New workplace habits can help combat Zoom burnout


Johanna Ramos | The Ticker

Barbara Chang

Due to COVID-19, most people have to work from home, and Zoom calls are a big part of that. Some people are constantly on Zoom meetings, which can be very tiring.

Being on Zoom too much can be exhausting for the mind and when people are tired, they don’t perform as well as they should. Working memory doesn’t function adequately when someone is worn out, which causes forgetfulness and impaired listening.

People who are constantly on Zoom calls are usually overwhelmed because they’re staring at the screen too much, according to The Conversation. By attending many Zoom meetings every day, employees, and students, don’t get enough done and might repeat themselves at work or during downtime.

For these reasons, employers and employees should introduce practices that help combat Zoom burnout.

Recently, a survey done by first-year analysts at Goldman Sachs went viral because it mentioned the terrible working requirements that made employees ill after working over 100 hours every week remotely and that lower-level bankers weren’t being acknowledged in meetings, CNBC reported.

Following this incident, Citigroup CEO Jane Fraser made alterations at Citigroup to ensure employees weren’t overworked and unsatisfied.

Alongside banning video calls on Fridays, Fraser also implemented a firmwide holiday called Citi Rest Day to encourage employees to have a healthier work balance from home.

“The blurring of lines between home and work and the relentlessness of the pandemic workday have taken a toll on our well-being,” Fraser wrote in a memo she sent out to all Citigroup employees, according to CNBC.

There are a couple of ways staff members can make sure they feel less burnt out on Zoom. Inc. Magazine suggested some helpful tips to handle exhaustion from Zoom meetings.

One suggestion is to not copy the routine from in-person meetings into video calls and allow more time for online meetings to make them more productive. To get responses, employees should try to call or send attentive emails to increase effectiveness and make things less tiresome.

Hosts of the Zoom meetings can make the experience less fatiguing by making sure everything is on time, following a tight line-up and begining with action to maintain their attendees’ focus. If Zoom meetings are necessary, hosts should give everyone invited notice ahead of time.

Another way to make video calls less tiring is to leave the settings on Zoom set so there’s no need for a revisit.

Everyone on Zoom calls should turn off their video to reduce distraction for others.

The Conversation suggests that having work meetings on the phone can be more productive and fulfilling than on Zoom because this will ignite imagination and enhance motivation.

Neuroscience research verified that people with active imaginations are more excited, and this shows that listeners need engaged imaginations when they’re talking on the phone, which makes them more inspired to complete tasks and goals, The Conversation reported.

Hopefully more and more working individuals are utilizing these helpful techniques to avoid Zoom burnout.

## What to do
(1) Answer these questions using the article on Zoom burnout.
(a) According to the survey by first-year analysts at Goldman Sachs, how many hours a week were employees working remotely?
(b) What is the name of the firmwide holiday that Jane Fraser implemented?
(c) What should everyone on Zoom calls turn off to reduce distraction for others?
(2) Quote the article on Zoom burnout word for word, everything from "The Conversation suggests" down to "avoid Zoom burnout.".

## Material provided

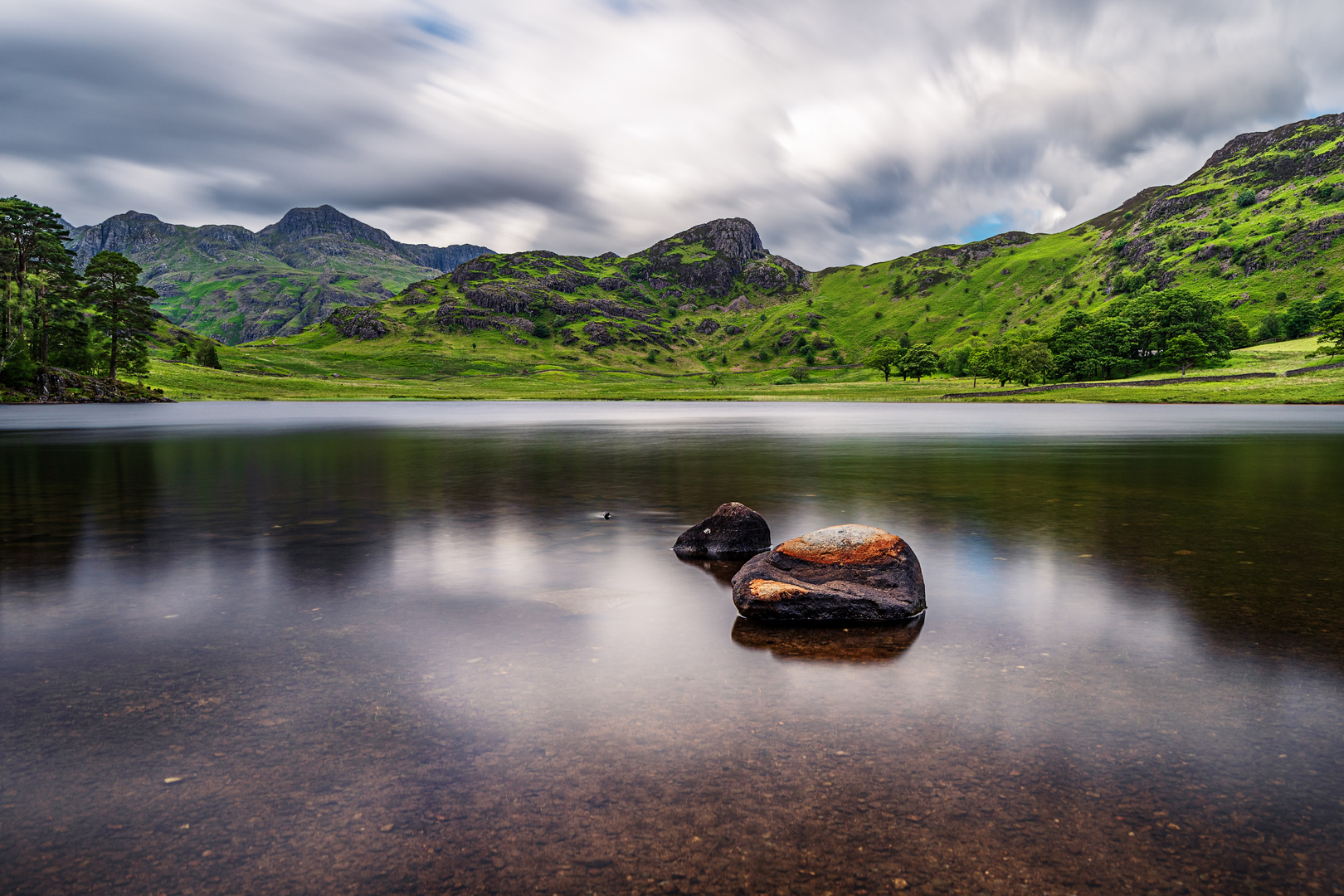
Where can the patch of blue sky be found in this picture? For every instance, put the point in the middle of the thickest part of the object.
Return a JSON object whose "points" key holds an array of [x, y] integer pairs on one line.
{"points": [[438, 26], [984, 227]]}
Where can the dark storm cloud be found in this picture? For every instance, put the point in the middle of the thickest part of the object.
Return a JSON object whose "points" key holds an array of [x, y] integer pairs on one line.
{"points": [[847, 130]]}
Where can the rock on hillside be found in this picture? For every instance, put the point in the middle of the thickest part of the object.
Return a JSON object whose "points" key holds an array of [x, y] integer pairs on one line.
{"points": [[605, 301], [226, 281]]}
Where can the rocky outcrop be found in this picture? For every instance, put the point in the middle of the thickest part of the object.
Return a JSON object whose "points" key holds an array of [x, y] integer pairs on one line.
{"points": [[56, 386], [358, 323], [711, 257], [734, 529], [840, 572], [229, 282]]}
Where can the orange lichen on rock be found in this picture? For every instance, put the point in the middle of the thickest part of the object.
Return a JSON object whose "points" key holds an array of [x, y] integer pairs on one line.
{"points": [[845, 544]]}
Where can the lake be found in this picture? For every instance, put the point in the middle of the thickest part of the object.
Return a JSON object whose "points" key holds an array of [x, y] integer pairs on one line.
{"points": [[397, 649]]}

## Activity answers
(1)
(a) Over 100 hours every week.
(b) Citi Rest Day.
(c) Their video.

(2)
The Conversation suggests that having work meetings on the phone can be more productive and fulfilling than on Zoom because this will ignite imagination and enhance motivation.

Neuroscience research verified that people with active imaginations are more excited, and this shows that listeners need engaged imaginations when they’re talking on the phone, which makes them more inspired to complete tasks and goals, The Conversation reported.

Hopefully more and more working individuals are utilizing these helpful techniques to avoid Zoom burnout.